_EXTRAIT RETENU:_
__________________________________________________
Le Secrétaire général du Syndicat des enseignants du Cameroun pour l’Afrique (Seca), solidaire de la grève avec Ots et Ota, revient sur les raisons de leur prétendue radicalisation.
La rentrée scolaire aura-t-elle lieu pour tous ce jour ? Pourquoi ?
Chacun aura sa rentrée. D’un côté, il y aura la rentrée du gouvernement avec une poignée d’enseignants complices de leur propre malheur. De l’autre côté, l’écrasante majorité des enseignants avec beaucoup de problèmes non résolus mais que le gouvernement et ses syndicats satellites ont résolus par les discours à 95%, aura la sienne. Il s’agira pour chaque enseignant de cette dernière catégorie de prendre ou reprendre service, de participer au conseil d’enseignement de sa discipline et à l’Assemblée Générale de rentrée. A ses heures de cours, il fera un tour d’à peine cinq minutes juste pour marquer sa présence et rentrer en salle de professeurs. Il ne mènera pendant la première semaine aucune activité pédagogique en attendant de nouvelles actions si le gouvernement continue l’esbroufe.
Que répondez-vous au gouvernement, qui vous accuse de chantage ?
Ma réaction à cette préoccupation commence par cet extrait de l’adresse du chef de l’Etat à la Jeunesse le 10 février 2013 : « Aux enseignants, je veux dire à nouveau toute mon estime et ma compréhension ; ils occupent une place centrale dans la formation de la jeunesse. C’est pourquoi il est indispensable qu’ils retrouvent le ‘’ feu sacré’’. Ceci pourrait être obtenu de deux façons d’abord : en engageant une réflexion d’ensemble sur l’avenir de notre système éducatif dont l’un des objectifs devrait être de réhabiliter de la fonction enseignante ; ensuite poursuivre le dialogue sur leurs revendications, y compris salariales, dans un esprit ouvert… Il serait paradoxal qu’on ne donne pas à la fonction enseignante la place qui lui revient ». Au regard de ces propos du Président de la République, où est le chantage dans nos revendications ? Sauf si pour le Gouvernement, chantage est synonyme de vérité ! Présentement, il y a 772 collègues qui continuent d’être victime du système de 2/3.
__________________________________________________
_DONNÉES AFFICHÉES:_
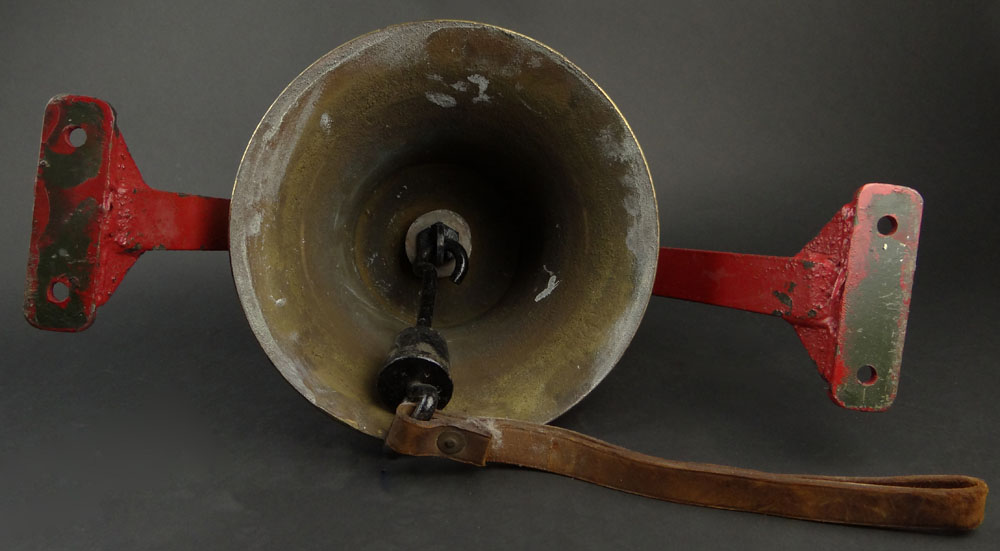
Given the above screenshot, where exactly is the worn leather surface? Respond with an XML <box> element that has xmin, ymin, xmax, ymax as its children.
<box><xmin>386</xmin><ymin>403</ymin><xmax>988</xmax><ymax>531</ymax></box>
__________________________________________________
_CONSIGNE:_
Répondez brièvement, d'après l'extrait sur la grève des enseignants :
1. De quel syndicat la personne interrogée est-elle Secrétaire général ?
2. Combien de temps l'enseignant passera-t-il en classe à ses heures de cours pendant la première semaine ?
3. Combien de collègues continuent d'être victimes du système de 2/3 ?
Les lignes ne jouent aucun rôle dans ce travail.

_CORRIGÉ:_
1. Du Syndicat des enseignants du Cameroun pour l'Afrique (Seca).
2. À peine cinq minutes, juste pour marquer sa présence.
3. 772 collègues.